:: What you should do ::
Copy every line of the listing below without changing anything.

==============================

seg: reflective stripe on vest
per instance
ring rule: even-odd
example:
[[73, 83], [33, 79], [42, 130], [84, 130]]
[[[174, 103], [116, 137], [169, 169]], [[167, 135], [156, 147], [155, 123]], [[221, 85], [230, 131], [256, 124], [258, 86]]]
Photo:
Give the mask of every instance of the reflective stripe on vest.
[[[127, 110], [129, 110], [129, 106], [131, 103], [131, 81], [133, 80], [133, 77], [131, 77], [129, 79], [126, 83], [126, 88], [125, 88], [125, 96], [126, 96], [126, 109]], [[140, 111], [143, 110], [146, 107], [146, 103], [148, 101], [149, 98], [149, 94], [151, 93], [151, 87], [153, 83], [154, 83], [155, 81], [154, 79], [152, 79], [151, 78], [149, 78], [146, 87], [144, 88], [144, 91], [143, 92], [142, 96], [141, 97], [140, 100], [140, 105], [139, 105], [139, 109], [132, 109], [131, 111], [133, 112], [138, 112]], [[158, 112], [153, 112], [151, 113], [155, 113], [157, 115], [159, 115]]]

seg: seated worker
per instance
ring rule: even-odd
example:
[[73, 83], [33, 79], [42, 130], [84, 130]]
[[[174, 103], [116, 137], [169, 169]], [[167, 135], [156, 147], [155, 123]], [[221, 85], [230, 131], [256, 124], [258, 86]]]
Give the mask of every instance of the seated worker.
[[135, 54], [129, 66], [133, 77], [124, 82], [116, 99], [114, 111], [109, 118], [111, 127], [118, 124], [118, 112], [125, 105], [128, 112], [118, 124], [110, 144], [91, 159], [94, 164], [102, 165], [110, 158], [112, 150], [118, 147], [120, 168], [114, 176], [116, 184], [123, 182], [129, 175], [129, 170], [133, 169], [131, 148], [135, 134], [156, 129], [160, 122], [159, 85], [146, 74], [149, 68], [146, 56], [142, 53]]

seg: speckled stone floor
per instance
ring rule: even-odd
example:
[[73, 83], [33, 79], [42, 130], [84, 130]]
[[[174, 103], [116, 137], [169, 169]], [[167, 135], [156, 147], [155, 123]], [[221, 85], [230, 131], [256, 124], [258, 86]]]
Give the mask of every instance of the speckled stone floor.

==============================

:: Written answer ::
seg: reflective stripe on vest
per instance
ring rule: even-odd
example:
[[73, 83], [33, 79], [42, 130], [84, 130]]
[[[174, 103], [116, 137], [169, 169]], [[167, 135], [156, 147], [155, 123]], [[221, 85], [230, 131], [256, 124], [258, 86]]]
Photo:
Give the mask of every instance of the reflective stripe on vest.
[[[127, 110], [129, 110], [129, 106], [131, 103], [131, 81], [133, 80], [133, 77], [131, 77], [129, 79], [126, 83], [126, 88], [125, 88], [125, 96], [126, 96], [126, 109]], [[140, 111], [143, 110], [146, 107], [146, 103], [148, 101], [149, 98], [149, 94], [151, 93], [151, 87], [153, 83], [154, 83], [155, 81], [154, 79], [152, 79], [151, 78], [149, 78], [146, 87], [144, 88], [144, 91], [143, 92], [142, 96], [141, 97], [140, 100], [140, 105], [139, 105], [139, 109], [132, 109], [131, 111], [133, 112], [138, 112]], [[158, 112], [153, 112], [151, 113], [155, 113], [157, 115], [159, 115]]]

seg: seated worker
per instance
ring rule: even-odd
example:
[[73, 83], [33, 79], [42, 130], [84, 130]]
[[[174, 103], [116, 137], [169, 169]], [[167, 135], [156, 147], [155, 123]], [[221, 85], [230, 131], [256, 124], [258, 86]]]
Give the mask of every instance of the seated worker.
[[135, 54], [129, 66], [133, 77], [124, 82], [116, 99], [114, 111], [109, 118], [111, 127], [118, 124], [118, 112], [125, 105], [128, 112], [118, 124], [110, 144], [91, 159], [94, 164], [102, 165], [110, 158], [112, 150], [118, 147], [120, 168], [114, 176], [116, 184], [123, 182], [129, 175], [129, 170], [133, 169], [131, 148], [135, 134], [156, 129], [160, 122], [159, 85], [146, 74], [149, 68], [146, 56], [142, 53]]

seg: speckled stone floor
per instance
ring rule: even-odd
example:
[[73, 83], [33, 79], [42, 130], [84, 130]]
[[[174, 103], [116, 137], [169, 169]], [[167, 135], [156, 147], [155, 123]], [[221, 85], [230, 131], [256, 124], [258, 86]]]
Give the mask of every instance of the speckled stone floor.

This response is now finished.